--- start of Provided entries ---

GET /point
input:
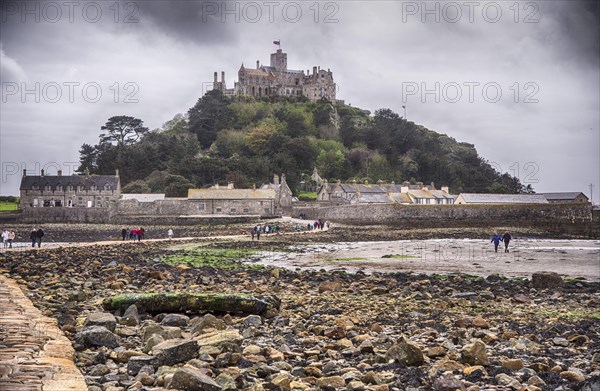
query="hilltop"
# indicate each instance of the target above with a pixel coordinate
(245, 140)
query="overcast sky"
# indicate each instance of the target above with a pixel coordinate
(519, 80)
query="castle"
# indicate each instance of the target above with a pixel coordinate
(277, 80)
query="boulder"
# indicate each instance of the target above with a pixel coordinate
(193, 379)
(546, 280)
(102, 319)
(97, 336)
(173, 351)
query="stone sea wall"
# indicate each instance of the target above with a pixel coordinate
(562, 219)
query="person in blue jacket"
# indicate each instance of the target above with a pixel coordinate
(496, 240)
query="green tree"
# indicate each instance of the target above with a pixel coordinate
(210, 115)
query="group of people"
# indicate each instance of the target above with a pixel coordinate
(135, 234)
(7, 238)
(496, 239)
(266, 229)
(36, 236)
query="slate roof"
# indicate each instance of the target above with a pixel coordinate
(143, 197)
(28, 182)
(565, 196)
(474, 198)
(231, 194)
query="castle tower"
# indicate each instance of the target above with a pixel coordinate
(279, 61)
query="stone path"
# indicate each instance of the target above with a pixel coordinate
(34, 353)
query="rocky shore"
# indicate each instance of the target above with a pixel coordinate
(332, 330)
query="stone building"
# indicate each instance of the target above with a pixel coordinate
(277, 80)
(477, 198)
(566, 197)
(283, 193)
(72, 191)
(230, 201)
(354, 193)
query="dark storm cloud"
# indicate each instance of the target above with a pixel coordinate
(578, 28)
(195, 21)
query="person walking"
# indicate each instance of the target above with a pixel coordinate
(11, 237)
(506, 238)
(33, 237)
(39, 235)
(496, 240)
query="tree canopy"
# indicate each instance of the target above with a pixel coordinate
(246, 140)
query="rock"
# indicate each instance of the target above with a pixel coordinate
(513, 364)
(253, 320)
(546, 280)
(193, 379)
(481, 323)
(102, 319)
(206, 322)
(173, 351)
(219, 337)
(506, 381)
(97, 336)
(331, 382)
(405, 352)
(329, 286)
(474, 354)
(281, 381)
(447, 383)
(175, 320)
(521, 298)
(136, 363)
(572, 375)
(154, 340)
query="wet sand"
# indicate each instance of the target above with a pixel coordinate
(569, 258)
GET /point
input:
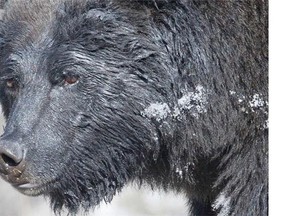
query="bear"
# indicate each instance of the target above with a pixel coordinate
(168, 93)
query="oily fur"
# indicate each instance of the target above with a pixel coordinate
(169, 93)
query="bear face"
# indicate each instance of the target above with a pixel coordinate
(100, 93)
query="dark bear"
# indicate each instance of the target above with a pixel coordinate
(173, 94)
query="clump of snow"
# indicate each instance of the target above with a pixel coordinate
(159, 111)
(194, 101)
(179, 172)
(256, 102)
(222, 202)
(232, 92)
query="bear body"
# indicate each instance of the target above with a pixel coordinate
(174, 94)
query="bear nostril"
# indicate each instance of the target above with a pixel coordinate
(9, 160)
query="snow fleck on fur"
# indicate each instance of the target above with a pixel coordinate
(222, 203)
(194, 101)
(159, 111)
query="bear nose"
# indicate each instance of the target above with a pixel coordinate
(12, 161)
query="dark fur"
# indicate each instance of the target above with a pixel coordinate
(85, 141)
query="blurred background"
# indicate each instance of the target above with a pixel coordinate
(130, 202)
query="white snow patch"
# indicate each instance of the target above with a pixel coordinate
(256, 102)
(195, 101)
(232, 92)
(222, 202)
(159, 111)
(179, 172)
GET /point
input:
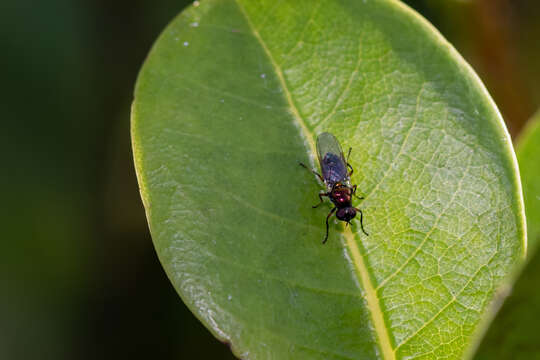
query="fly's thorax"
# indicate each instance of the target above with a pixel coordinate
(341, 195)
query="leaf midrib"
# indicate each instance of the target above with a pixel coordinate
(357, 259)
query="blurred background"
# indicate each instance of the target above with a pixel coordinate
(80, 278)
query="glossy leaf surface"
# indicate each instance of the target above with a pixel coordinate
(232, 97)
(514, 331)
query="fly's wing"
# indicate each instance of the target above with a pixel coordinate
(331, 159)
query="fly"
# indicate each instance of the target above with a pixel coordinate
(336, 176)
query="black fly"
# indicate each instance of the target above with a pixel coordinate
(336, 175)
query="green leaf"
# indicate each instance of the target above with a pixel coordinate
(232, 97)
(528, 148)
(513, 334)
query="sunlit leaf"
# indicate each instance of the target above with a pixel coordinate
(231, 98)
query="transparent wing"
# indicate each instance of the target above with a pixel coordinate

--- end of Provided entries ---

List every line in the records that contains the string "bear". Letter case matters.

query="bear"
query="bear face"
query="dark bear"
query="bear body"
query="bear nostril"
query="bear nose"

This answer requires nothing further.